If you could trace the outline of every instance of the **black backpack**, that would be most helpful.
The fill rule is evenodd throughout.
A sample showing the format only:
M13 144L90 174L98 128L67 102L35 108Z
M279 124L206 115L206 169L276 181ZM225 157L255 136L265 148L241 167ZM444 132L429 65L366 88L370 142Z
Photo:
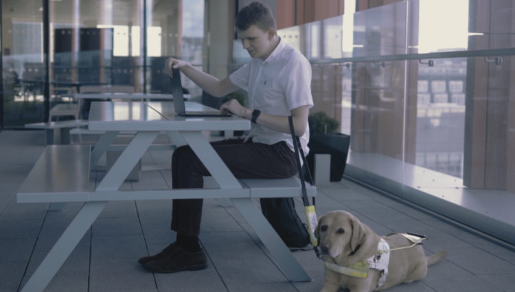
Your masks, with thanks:
M308 229L295 211L293 198L262 198L261 211L288 247L301 248L310 243Z
M312 185L312 177L311 176L311 173L310 173L309 168L306 167L306 157L301 148L300 140L294 134L295 131L293 129L292 117L288 117L288 120L290 122L290 131L295 150L295 158L299 168L299 177L307 177L309 182ZM302 159L304 161L304 167L301 166L299 153L301 154ZM304 173L306 173L307 175L304 176ZM306 191L304 179L301 179L301 184L303 202L304 205L307 206L309 205L309 201ZM314 198L312 200L313 205L314 205ZM264 215L270 223L270 225L275 229L275 232L279 234L279 236L288 247L290 249L302 248L310 243L311 240L308 227L302 223L299 215L297 214L293 198L262 198L260 201L263 215ZM316 217L316 214L314 216ZM316 241L314 238L314 240ZM313 245L313 247L318 256L317 245Z

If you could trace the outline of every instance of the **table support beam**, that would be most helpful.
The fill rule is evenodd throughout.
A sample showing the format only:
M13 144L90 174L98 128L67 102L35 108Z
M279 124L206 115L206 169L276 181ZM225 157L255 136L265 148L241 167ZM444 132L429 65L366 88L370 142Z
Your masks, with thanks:
M311 278L299 264L279 235L250 198L231 199L263 245L272 254L285 276L291 282L310 282Z
M89 202L82 205L54 247L27 282L21 292L43 291L65 263L107 202Z

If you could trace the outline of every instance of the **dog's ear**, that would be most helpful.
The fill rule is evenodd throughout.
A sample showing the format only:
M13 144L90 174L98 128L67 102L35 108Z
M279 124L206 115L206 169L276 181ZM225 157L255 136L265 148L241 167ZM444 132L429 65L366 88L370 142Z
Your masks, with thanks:
M317 237L318 245L320 245L320 226L321 225L321 223L322 218L323 218L323 216L321 216L320 218L319 218L318 224L317 224L317 227L314 229L314 236Z
M356 218L352 218L350 220L350 224L352 227L350 248L352 251L355 251L359 245L365 241L365 238L367 236L367 230L365 230L363 225Z

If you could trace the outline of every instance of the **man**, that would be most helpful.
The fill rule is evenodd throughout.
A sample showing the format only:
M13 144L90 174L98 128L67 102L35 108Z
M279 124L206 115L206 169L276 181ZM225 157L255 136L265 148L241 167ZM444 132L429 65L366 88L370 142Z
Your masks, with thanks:
M222 97L239 89L249 92L249 107L236 100L220 106L221 111L252 121L251 139L211 143L231 172L238 178L286 178L297 172L288 117L293 117L295 134L308 153L308 115L312 106L311 67L299 52L281 41L275 20L268 6L253 2L236 16L238 37L252 60L218 80L183 60L169 58L165 70L180 69L209 94ZM201 188L203 177L209 175L189 146L179 147L172 157L172 188ZM173 273L207 267L198 243L202 199L174 200L172 229L175 243L160 253L139 262L152 272Z

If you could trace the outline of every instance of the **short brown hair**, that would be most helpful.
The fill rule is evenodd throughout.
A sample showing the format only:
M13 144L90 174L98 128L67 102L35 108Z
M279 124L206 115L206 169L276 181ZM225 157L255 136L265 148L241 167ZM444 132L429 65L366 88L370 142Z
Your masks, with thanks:
M251 25L255 25L263 31L275 27L275 18L272 10L266 4L260 2L252 2L242 8L236 15L236 29L247 30Z

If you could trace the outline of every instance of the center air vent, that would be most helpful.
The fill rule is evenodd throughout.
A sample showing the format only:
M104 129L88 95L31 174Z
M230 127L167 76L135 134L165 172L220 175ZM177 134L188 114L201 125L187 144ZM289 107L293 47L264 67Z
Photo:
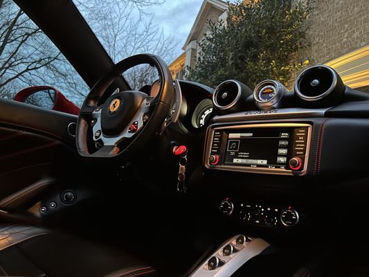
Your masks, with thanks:
M213 102L217 109L235 111L251 93L251 90L245 84L235 80L228 80L215 89Z
M305 101L333 105L345 92L339 74L332 68L318 65L303 71L295 82L296 96Z

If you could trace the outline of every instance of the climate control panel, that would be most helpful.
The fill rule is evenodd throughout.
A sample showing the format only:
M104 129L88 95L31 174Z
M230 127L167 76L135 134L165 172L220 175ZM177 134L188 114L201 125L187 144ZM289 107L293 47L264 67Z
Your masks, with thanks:
M267 227L292 227L300 220L298 212L291 206L268 206L225 198L219 207L222 214L251 225Z

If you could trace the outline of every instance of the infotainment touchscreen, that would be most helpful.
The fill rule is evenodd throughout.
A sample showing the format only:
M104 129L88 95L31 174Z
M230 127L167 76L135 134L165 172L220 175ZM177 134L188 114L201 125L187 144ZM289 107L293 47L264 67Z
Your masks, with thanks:
M224 164L287 169L291 158L298 154L298 148L305 154L307 130L304 127L228 129ZM300 148L296 147L298 141Z

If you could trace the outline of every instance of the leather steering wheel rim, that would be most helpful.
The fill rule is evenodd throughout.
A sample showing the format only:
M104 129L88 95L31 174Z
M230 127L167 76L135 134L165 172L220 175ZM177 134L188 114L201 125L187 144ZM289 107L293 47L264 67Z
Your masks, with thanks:
M97 151L90 153L88 147L88 129L91 128L91 115L94 111L109 105L107 100L102 105L99 105L99 101L105 96L107 88L115 78L121 76L127 70L144 64L154 66L161 80L159 91L155 98L155 107L150 113L149 119L142 129L135 134L133 140L123 149L118 148L118 145L103 145ZM78 154L82 157L114 157L118 155L129 156L138 152L161 126L168 114L174 98L174 89L170 71L166 63L159 56L152 54L136 55L111 66L107 73L95 84L81 107L75 136Z

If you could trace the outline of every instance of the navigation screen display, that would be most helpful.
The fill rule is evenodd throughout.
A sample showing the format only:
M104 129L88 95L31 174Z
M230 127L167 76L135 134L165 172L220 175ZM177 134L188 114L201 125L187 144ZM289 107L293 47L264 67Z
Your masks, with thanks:
M288 167L296 154L295 138L301 137L305 151L306 128L268 128L227 130L225 164L269 168Z

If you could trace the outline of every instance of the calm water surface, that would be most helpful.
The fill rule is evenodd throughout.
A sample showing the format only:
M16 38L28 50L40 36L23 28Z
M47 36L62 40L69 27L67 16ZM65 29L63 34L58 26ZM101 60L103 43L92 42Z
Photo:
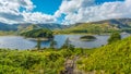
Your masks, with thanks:
M57 41L57 48L60 48L67 38L70 39L71 44L79 48L96 48L107 44L108 35L99 36L94 35L97 39L94 41L82 41L80 37L84 35L56 35L55 40ZM121 34L122 38L130 36L129 34ZM0 48L10 49L33 49L37 45L37 41L25 39L20 36L0 36ZM41 47L49 47L50 41L43 41Z

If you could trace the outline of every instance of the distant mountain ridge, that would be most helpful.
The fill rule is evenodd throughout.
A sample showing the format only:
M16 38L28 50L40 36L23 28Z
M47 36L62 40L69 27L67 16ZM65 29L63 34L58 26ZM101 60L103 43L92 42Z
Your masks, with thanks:
M92 22L92 24L104 24L104 23L116 25L118 26L118 28L131 27L131 18L111 18L111 20Z
M91 23L78 23L74 25L61 25L61 24L55 24L55 23L49 23L49 24L13 24L13 25L9 25L5 23L0 23L0 30L17 30L17 29L25 29L27 27L29 27L31 25L36 25L37 27L40 28L49 28L49 29L63 29L63 28L72 28L72 27L78 27L80 25L92 25L92 24L98 24L98 25L103 25L103 24L108 24L112 27L116 28L129 28L131 27L131 18L111 18L111 20L105 20L105 21L98 21L98 22L91 22ZM81 26L82 27L82 26ZM84 27L83 27L84 28Z
M12 24L12 25L0 23L0 30L19 30L20 28L24 29L33 25L36 25L35 27L49 28L49 29L62 29L62 28L68 27L67 25L60 25L60 24L53 24L53 23L50 23L50 24L28 23L28 24Z
M90 23L76 23L69 28L56 30L56 34L103 34L112 32L131 32L131 18L111 18Z

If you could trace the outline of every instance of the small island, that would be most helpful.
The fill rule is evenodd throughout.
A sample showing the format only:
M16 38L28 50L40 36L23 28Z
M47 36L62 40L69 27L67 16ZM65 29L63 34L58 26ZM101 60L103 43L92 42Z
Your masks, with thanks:
M21 36L24 36L27 39L32 40L49 40L53 38L52 32L50 29L46 28L39 28L39 29L32 29L28 32L24 32L21 34Z
M93 40L96 39L96 37L87 35L87 36L82 36L80 39L83 40L83 41L93 41Z

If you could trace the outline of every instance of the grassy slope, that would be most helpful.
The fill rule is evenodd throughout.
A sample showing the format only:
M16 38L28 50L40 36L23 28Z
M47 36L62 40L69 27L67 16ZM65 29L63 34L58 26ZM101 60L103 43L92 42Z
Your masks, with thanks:
M104 24L93 24L93 23L83 23L70 28L62 30L55 30L55 34L100 34L100 33L110 33L112 30L118 30L116 26L111 26L108 23Z
M78 66L85 72L100 74L131 73L131 37L97 48L88 58L81 58Z
M91 53L91 50L4 50L0 49L0 74L59 74L66 58Z

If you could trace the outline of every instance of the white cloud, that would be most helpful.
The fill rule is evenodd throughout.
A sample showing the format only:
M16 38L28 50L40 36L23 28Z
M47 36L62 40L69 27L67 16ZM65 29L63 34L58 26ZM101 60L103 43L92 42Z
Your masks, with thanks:
M57 23L93 22L116 17L131 17L131 0L95 4L95 0L63 0L53 15L32 12L32 0L0 0L0 22L3 23Z
M40 12L31 0L0 0L0 22L3 23L51 23L55 17Z
M62 23L74 24L108 18L131 17L131 0L95 4L94 0L63 1L56 16L66 14Z
M28 23L52 23L55 17L52 15L43 14L40 12L26 13L23 12L24 21Z

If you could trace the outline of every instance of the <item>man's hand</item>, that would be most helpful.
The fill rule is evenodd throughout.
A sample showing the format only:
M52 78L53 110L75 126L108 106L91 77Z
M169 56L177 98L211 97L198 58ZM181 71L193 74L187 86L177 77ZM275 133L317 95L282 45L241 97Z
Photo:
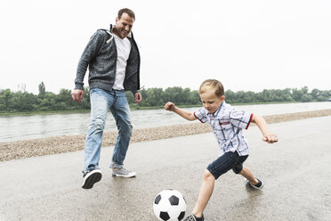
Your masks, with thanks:
M277 135L270 134L267 135L264 135L262 138L263 141L267 142L268 143L273 143L279 141L279 138Z
M174 111L174 108L175 108L175 106L174 106L174 102L167 102L165 105L165 110L166 110Z
M84 90L75 89L71 94L71 97L75 102L80 102L83 101Z
M141 102L141 94L137 92L136 94L134 94L134 98L135 98L135 102L136 103L140 103Z

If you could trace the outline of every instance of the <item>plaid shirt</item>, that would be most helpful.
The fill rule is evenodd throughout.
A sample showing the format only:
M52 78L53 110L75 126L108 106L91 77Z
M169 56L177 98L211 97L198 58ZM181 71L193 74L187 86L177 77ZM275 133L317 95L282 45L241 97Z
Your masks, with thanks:
M205 108L194 112L202 123L209 122L221 148L220 156L228 151L237 151L240 156L249 154L248 143L242 129L247 129L253 113L238 110L222 102L214 113L208 113Z

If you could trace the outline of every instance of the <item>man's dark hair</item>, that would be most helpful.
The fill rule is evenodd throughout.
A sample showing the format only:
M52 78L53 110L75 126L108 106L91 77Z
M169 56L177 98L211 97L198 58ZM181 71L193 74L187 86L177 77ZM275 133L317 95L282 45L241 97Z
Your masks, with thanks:
M120 9L118 11L118 14L117 14L118 20L121 19L121 16L122 16L123 13L127 13L131 18L133 18L135 20L134 12L131 9L128 9L128 8L122 8L122 9Z

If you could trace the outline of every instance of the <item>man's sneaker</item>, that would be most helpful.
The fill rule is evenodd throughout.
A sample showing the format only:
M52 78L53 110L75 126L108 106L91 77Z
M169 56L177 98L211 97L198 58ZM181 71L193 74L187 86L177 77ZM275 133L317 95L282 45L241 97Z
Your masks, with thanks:
M130 178L136 176L135 172L128 171L125 168L113 168L113 176Z
M101 179L102 174L100 169L83 171L83 189L91 189L93 184Z
M184 219L184 221L204 221L204 220L205 220L204 215L202 215L201 217L197 217L193 214L190 215Z
M249 182L248 182L247 179L246 179L246 183L248 184L253 188L261 190L263 187L263 183L261 180L259 180L258 178L256 178L256 177L255 177L255 179L257 179L258 183L256 184L254 184L254 185L252 185L251 184L249 184Z

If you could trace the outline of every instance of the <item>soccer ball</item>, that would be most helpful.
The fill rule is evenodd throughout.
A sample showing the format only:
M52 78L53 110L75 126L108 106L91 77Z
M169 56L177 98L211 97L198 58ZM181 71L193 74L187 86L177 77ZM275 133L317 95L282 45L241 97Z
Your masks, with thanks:
M154 200L154 214L161 221L179 221L185 216L186 201L176 190L161 191Z

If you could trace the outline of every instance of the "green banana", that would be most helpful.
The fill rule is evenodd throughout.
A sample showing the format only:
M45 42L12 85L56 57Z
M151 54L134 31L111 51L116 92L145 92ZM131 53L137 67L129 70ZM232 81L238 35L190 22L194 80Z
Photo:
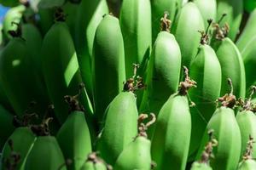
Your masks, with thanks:
M63 97L67 94L74 94L82 82L75 48L65 22L56 21L52 26L44 38L41 52L48 93L55 105L55 116L62 123L68 111ZM87 112L91 112L86 95L86 91L83 91L82 98L85 99L83 105Z
M18 29L19 30L19 29ZM26 42L19 35L20 31L13 31L13 39L3 49L0 57L0 79L9 101L18 116L24 114L32 101L38 102L35 105L37 113L44 112L44 99L38 97L35 77L32 70ZM19 84L19 86L17 86Z
M185 169L191 133L191 116L186 94L189 87L195 84L189 79L187 68L185 75L185 82L180 83L178 93L170 96L158 115L151 146L156 169L170 169L170 167Z
M201 14L204 20L205 29L208 26L207 20L212 19L216 20L217 15L217 3L216 0L204 1L204 0L194 0L194 3L199 8Z
M92 152L88 155L80 170L112 170L112 167L101 159L96 152Z
M44 118L41 124L31 126L37 139L29 152L25 164L26 170L67 170L64 156L55 136L50 136L49 122L52 117Z
M215 110L207 126L196 158L199 158L207 142L207 132L213 130L218 144L213 150L214 159L210 163L212 169L236 169L240 158L241 133L234 110L231 109L236 104L236 96L232 94L230 79L229 83L231 85L231 93L218 99L222 105Z
M193 19L191 18L193 16ZM182 54L182 65L190 66L200 42L198 31L204 31L204 21L196 5L189 2L177 14L177 20L172 26Z
M253 111L254 111L255 103L252 101L252 96L253 95L256 87L253 86L251 88L251 94L248 99L244 101L240 99L240 104L241 110L238 111L236 115L236 121L240 128L241 137L241 155L247 150L248 138L256 139L256 116ZM253 143L252 147L256 148L256 144ZM256 150L253 150L252 156L256 157Z
M20 3L19 0L1 0L0 4L6 7L14 7Z
M80 169L84 158L91 152L90 131L84 113L75 97L65 97L72 110L56 136L65 158L72 160L72 164L67 166L70 170ZM76 104L73 105L73 102Z
M106 0L82 0L77 12L74 43L82 79L90 99L95 86L91 78L93 42L102 15L108 13Z
M102 158L113 165L137 133L138 112L135 94L121 92L109 104L105 115L105 125L97 148Z
M120 10L126 77L133 75L132 65L139 64L143 76L151 48L151 8L149 0L124 0Z
M254 128L256 123L256 116L253 112L250 110L239 111L236 115L236 121L240 128L241 136L241 154L247 148L247 139L249 135L256 138L256 128ZM256 144L253 144L253 148ZM256 150L253 150L253 156L256 156Z
M237 168L237 170L253 170L256 168L256 162L253 159L242 161Z
M166 14L162 21L163 24L170 22ZM140 111L155 115L170 95L177 91L180 78L180 48L175 37L168 32L170 26L165 27L166 30L158 34L153 47L146 77L147 88L140 105Z
M229 37L215 42L213 46L221 66L222 82L230 78L234 87L234 95L244 99L246 94L245 68L238 48ZM226 83L222 83L220 95L224 95L228 88Z
M177 13L177 2L180 0L151 0L152 8L152 42L154 42L160 31L160 23L164 13L170 15L170 20L174 20Z
M190 65L190 77L197 82L197 88L189 92L191 100L195 103L190 109L192 131L189 156L192 157L189 159L195 156L193 154L196 153L207 122L216 110L215 101L219 97L222 84L220 64L214 50L203 43L207 32L202 34L202 44Z
M247 12L252 12L256 8L256 2L253 0L243 0L243 8Z
M243 0L217 0L217 19L221 18L224 14L226 17L222 20L220 26L227 23L230 26L228 37L235 40L239 33L239 26L243 13Z
M238 49L242 53L245 48L247 48L247 44L252 41L255 37L255 26L256 26L256 9L254 9L247 21L247 24L239 37L236 46Z
M3 105L0 105L0 150L2 150L8 137L15 130L12 124L13 116Z
M155 122L155 116L151 114L152 121L146 125L139 122L148 117L148 115L142 114L138 118L139 133L119 156L113 169L119 170L150 170L151 169L151 142L148 139L146 130Z
M205 150L201 154L201 159L195 162L190 170L212 170L209 165L210 159L214 156L212 155L213 147L218 145L218 141L213 138L213 131L209 131L209 141L205 146Z
M21 20L22 14L24 13L26 7L24 5L19 5L11 8L6 14L3 20L3 43L6 44L12 37L9 34L10 30L17 30L17 25L13 24L20 23Z
M247 142L247 149L243 155L242 161L239 163L237 170L253 170L256 168L256 162L253 156L253 138L250 135L249 140Z
M1 157L1 169L9 169L9 166L15 166L15 169L26 169L25 163L35 140L36 136L29 128L17 128L3 146L3 155ZM12 153L18 154L20 159L16 161L10 160L12 159ZM9 165L9 162L13 162L14 165Z
M248 43L247 43L246 47L241 51L241 55L243 59L244 67L245 67L245 73L246 73L246 86L247 89L253 85L256 82L256 76L253 74L255 71L255 42L256 42L256 37L252 38Z
M124 42L117 18L103 17L96 31L93 53L94 106L96 119L102 122L104 110L125 81Z
M66 170L65 159L54 136L38 136L25 165L26 170Z

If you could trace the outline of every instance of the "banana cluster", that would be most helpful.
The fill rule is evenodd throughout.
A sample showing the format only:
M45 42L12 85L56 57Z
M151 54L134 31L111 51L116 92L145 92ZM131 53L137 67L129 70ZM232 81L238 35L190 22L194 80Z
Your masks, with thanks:
M0 170L256 169L253 0L0 3Z

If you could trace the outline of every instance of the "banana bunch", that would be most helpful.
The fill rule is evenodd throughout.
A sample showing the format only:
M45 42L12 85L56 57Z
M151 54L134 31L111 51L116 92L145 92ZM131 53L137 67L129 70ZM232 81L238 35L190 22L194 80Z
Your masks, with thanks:
M0 4L0 170L256 169L255 0Z

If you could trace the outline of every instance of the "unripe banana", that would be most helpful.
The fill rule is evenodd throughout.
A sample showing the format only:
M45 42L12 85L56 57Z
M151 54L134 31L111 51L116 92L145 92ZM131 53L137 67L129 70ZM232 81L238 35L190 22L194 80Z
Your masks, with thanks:
M18 116L23 115L32 101L37 113L44 112L44 99L38 98L35 72L27 51L26 42L21 37L14 37L3 49L0 57L0 79L3 88ZM19 86L17 86L19 84Z
M216 21L217 15L217 3L216 0L204 1L204 0L194 0L194 3L199 8L201 14L204 20L205 29L208 26L207 20L212 19Z
M241 154L247 149L247 139L251 135L256 139L256 116L253 111L243 110L239 111L236 115L236 121L240 128L241 137ZM253 148L256 148L256 144L253 144ZM256 156L256 150L253 150L253 157Z
M192 132L189 145L189 157L193 158L205 128L216 110L215 101L221 89L221 67L214 50L208 45L199 47L199 51L190 65L190 77L197 82L197 88L189 90L189 94L195 106L190 109Z
M13 162L14 160L10 159L12 159L11 156L14 152L19 155L20 159L17 160L18 162L15 162L15 161L14 161L15 165L11 166L15 166L15 167L16 169L26 169L25 163L27 160L27 156L30 153L35 140L36 136L29 128L17 128L10 135L3 149L3 155L1 157L1 169L9 169L9 167L8 167L7 166L9 164L8 162Z
M72 3L71 1L66 2L62 7L65 14L67 14L66 23L69 27L69 31L73 40L76 34L75 29L79 8L79 3Z
M241 55L243 59L245 73L246 73L246 86L247 89L250 86L253 85L256 82L256 76L253 72L255 71L256 60L254 59L256 54L255 50L256 36L247 43L246 47L241 51Z
M2 150L5 141L15 130L12 124L13 117L12 114L0 105L0 150Z
M192 164L190 170L212 170L212 168L207 163L195 162Z
M213 137L213 131L208 131L209 140L205 146L204 151L201 153L201 159L194 162L190 170L212 170L209 165L211 158L214 158L212 155L213 147L218 145L218 141Z
M3 20L3 38L4 43L7 43L12 37L8 33L10 30L17 30L17 25L13 24L13 22L20 23L22 14L25 11L26 7L24 5L19 5L11 8L6 14Z
M98 150L108 163L113 165L137 135L137 117L136 98L131 92L121 92L109 104L98 141Z
M64 122L68 108L63 97L67 94L76 94L77 87L82 82L75 48L65 22L56 21L52 26L44 37L41 52L49 95L58 121ZM90 112L85 90L82 98L85 99L85 104L83 103L85 110Z
M237 170L254 170L256 168L256 162L253 159L242 161Z
M149 0L124 0L120 11L124 37L126 77L133 75L133 64L139 64L141 76L145 71L151 48L151 8Z
M174 36L160 31L151 53L140 111L158 115L170 95L177 90L180 70L181 52Z
M65 159L54 136L39 136L31 150L25 166L26 170L66 170Z
M253 0L243 0L243 7L247 12L252 12L256 8L256 2Z
M245 68L238 48L229 37L225 37L215 42L215 50L221 66L222 82L224 82L227 78L230 78L234 87L234 95L244 99L246 93ZM224 95L228 89L229 86L222 83L220 95Z
M194 3L186 3L177 14L177 20L172 27L172 32L181 49L182 65L189 67L199 47L201 36L198 31L203 30L204 21L200 10Z
M91 99L93 87L91 58L96 30L103 14L108 13L106 0L82 0L77 12L75 48L81 76ZM105 109L105 108L104 108Z
M69 104L71 105L71 104ZM56 139L63 155L72 160L67 169L80 169L84 164L84 158L91 152L90 131L84 117L84 113L76 105L71 108L72 111L66 122L60 128Z
M239 33L239 26L243 13L243 0L217 0L217 19L220 19L224 14L226 17L222 20L220 26L227 23L230 26L228 37L235 40Z
M170 20L174 20L177 12L177 3L180 0L151 0L152 8L152 42L154 43L160 31L160 19L165 12L170 15Z
M191 133L191 116L187 90L195 86L185 70L186 80L180 89L170 96L160 110L152 138L152 159L156 169L185 169Z
M247 48L247 44L255 37L255 26L256 26L256 9L254 9L247 21L246 26L244 27L241 36L239 37L236 46L241 53ZM243 57L243 56L242 56Z
M137 137L120 153L113 168L119 170L150 170L150 140L145 137Z
M248 139L248 138L247 138ZM237 170L253 170L256 168L256 162L253 156L253 150L254 149L253 137L249 135L249 140L247 142L247 148L245 154L242 156L242 161L239 163Z
M241 133L234 110L226 106L218 108L210 119L201 143L197 159L207 142L207 132L214 131L218 147L213 150L214 159L211 162L212 169L236 169L241 153Z
M97 153L92 152L79 170L112 170L112 167L101 159Z
M93 53L94 106L97 121L102 122L104 110L125 81L124 42L117 18L103 17L96 31Z

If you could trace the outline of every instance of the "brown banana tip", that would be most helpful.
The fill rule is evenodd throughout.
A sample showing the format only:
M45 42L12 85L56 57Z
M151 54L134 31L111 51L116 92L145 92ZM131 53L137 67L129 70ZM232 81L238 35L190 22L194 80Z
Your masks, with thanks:
M188 91L191 88L196 88L196 82L192 80L189 76L189 69L183 65L183 70L184 70L185 80L184 80L184 82L181 82L179 83L178 94L180 95L187 95Z
M168 20L169 13L165 12L164 16L160 19L160 31L170 32L172 21Z

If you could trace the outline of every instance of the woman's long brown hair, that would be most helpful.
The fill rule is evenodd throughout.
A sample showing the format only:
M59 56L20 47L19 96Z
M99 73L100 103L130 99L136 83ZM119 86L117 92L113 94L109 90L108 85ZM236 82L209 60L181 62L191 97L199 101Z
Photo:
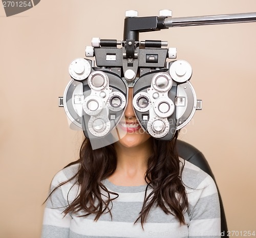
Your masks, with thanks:
M150 139L152 140L153 153L147 160L144 178L146 182L147 182L141 211L135 221L136 223L140 220L142 227L153 205L159 206L165 213L175 215L180 224L185 224L183 212L187 207L187 197L181 178L184 165L181 169L176 148L177 136L176 133L175 138L168 141ZM79 164L77 174L57 187L75 178L80 189L79 194L63 213L67 214L70 212L82 211L84 215L82 217L94 214L95 221L105 212L110 212L112 217L112 201L118 194L109 191L101 181L112 175L116 169L117 156L114 145L93 150L90 141L86 139L80 150L79 159L66 167L76 163ZM153 188L153 190L146 196L149 187ZM100 188L108 194L107 199L102 198ZM116 196L111 198L111 194Z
* * * * *
▸ **What to work on**: Retype, without any picture, exactly the lines from the one with "hair, that would be most helpful." through the end of the entries, inclusive.

▸ **Expected answer**:
If you could trace the outline of every instance of the woman's long brown hair, that would be most helpful.
The fill rule is evenodd throughout.
A sample showing the format only:
M59 56L20 47L19 96Z
M99 73L100 103L130 99L136 83ZM119 86L117 92L113 94L109 90L108 85ZM236 82L209 60L181 62L191 97L199 101Z
Photo:
Your masks, with thanks:
M150 139L152 140L153 153L147 160L144 178L146 182L147 182L141 211L135 221L136 223L140 220L142 227L153 205L159 206L165 213L175 215L180 224L185 224L183 212L187 207L187 197L181 178L184 165L181 169L176 148L177 136L176 133L175 138L168 141ZM79 164L77 174L57 187L75 178L80 189L79 194L63 213L67 214L70 212L82 211L84 215L82 217L94 214L95 221L105 212L110 212L112 217L112 201L118 194L109 191L101 181L112 175L116 169L117 156L114 145L93 150L90 141L86 139L80 150L79 159L66 167L76 163ZM153 188L153 190L146 196L149 187ZM100 188L108 194L107 199L102 198ZM116 196L111 198L111 194Z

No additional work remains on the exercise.